━━━━━ Provided records ━━━━━
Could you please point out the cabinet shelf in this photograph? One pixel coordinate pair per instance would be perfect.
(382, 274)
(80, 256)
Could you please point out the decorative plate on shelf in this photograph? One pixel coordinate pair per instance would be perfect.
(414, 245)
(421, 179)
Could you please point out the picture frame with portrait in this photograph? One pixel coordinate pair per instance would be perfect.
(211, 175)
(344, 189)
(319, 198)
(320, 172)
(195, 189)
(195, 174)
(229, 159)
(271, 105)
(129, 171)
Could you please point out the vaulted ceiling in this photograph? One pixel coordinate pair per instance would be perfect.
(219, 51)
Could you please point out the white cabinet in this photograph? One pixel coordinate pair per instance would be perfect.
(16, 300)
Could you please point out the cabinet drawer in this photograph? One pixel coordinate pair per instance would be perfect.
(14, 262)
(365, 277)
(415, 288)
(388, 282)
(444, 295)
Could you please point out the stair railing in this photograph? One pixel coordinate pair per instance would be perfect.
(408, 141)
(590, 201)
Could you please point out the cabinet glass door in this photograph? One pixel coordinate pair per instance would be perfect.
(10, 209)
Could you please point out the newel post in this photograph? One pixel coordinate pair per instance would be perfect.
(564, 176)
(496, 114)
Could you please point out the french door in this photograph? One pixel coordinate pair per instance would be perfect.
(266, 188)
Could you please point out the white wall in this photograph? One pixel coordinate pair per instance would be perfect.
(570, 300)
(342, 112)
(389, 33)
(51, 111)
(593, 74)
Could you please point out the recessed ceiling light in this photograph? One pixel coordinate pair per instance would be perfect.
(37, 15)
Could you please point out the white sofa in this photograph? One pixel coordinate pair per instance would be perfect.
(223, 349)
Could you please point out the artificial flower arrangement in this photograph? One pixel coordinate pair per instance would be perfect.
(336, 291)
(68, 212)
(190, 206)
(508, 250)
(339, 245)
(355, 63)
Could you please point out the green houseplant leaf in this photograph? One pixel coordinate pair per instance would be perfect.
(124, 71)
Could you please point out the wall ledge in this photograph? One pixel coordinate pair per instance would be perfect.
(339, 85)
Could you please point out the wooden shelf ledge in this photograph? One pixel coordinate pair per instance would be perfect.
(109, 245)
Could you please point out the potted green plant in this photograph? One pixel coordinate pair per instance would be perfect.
━━━━━
**Assignment:**
Could you give the records above again, exactly and in full?

**Task response:**
Could you please point out the cabinet shelf in this photograph? One pixel coordinate pair per instance would be perfect.
(382, 274)
(80, 256)
Could you please point out the decorative plate on shelf in this photograph? One pixel coordinate pair per instance would be perfect.
(414, 245)
(421, 179)
Could you please point out the picture frame with portrait in this photograph? One pixel coordinate pair per instance would be perfect.
(211, 175)
(344, 189)
(319, 198)
(320, 172)
(195, 189)
(195, 174)
(229, 159)
(271, 105)
(129, 171)
Could you please point out the vaulted ceiling in this photograph? One pixel coordinate pair per instance would be perfect.
(219, 51)
Could you please point out the white cabinet in this photograph? One pixel coordinate pair per instance would be perfect.
(16, 300)
Could you please point out the cabinet drawer in this photograph? One pixel coordinate pair per instance would be perfect.
(14, 262)
(365, 277)
(415, 288)
(388, 282)
(444, 295)
Could you please point out the stair railing in this photograph? One pixel coordinate pair per instance would be perfect.
(408, 141)
(590, 201)
Could you please point out the cabinet glass door in this photograph? One pixel coordinate pair per instance would be perfect.
(10, 209)
Could you please point out the newel post in this photograph? One pixel coordinate pair per instance would be perfect.
(564, 176)
(496, 114)
Could you please point out the french door in this photograph? One pixel coordinate pair per instance would be perfect.
(266, 188)
Could you please point out the white wall in this photograph? One pixel coordinate pair per instance would be perfect.
(570, 300)
(342, 112)
(389, 33)
(51, 111)
(593, 74)
Could you please point out the recessed ceiling light in this photograph? One pixel coordinate pair per instance would be perfect.
(37, 15)
Could you please point out the white sofa in this photograph? One pixel coordinate pair per instance would be perfect.
(223, 349)
Could you please point out the artificial flower arrangement in this photograph? One pixel coordinate pair per instance would be perfect.
(336, 291)
(68, 212)
(190, 206)
(508, 250)
(339, 245)
(355, 63)
Could you please point out the green houseplant leaf in this photograph? One pixel coordinate pair per instance would be perfect.
(124, 71)
Could you please point out the wall ledge in this photograph? One pixel coordinate pair per instance would be perfect.
(339, 85)
Could you please point out the wooden shelf ledge in this photograph? One pixel coordinate pair per instance would be perfect.
(109, 245)
Could you please point out the potted green plant in this photograph? One pixel coordinate pair per instance would be perfect.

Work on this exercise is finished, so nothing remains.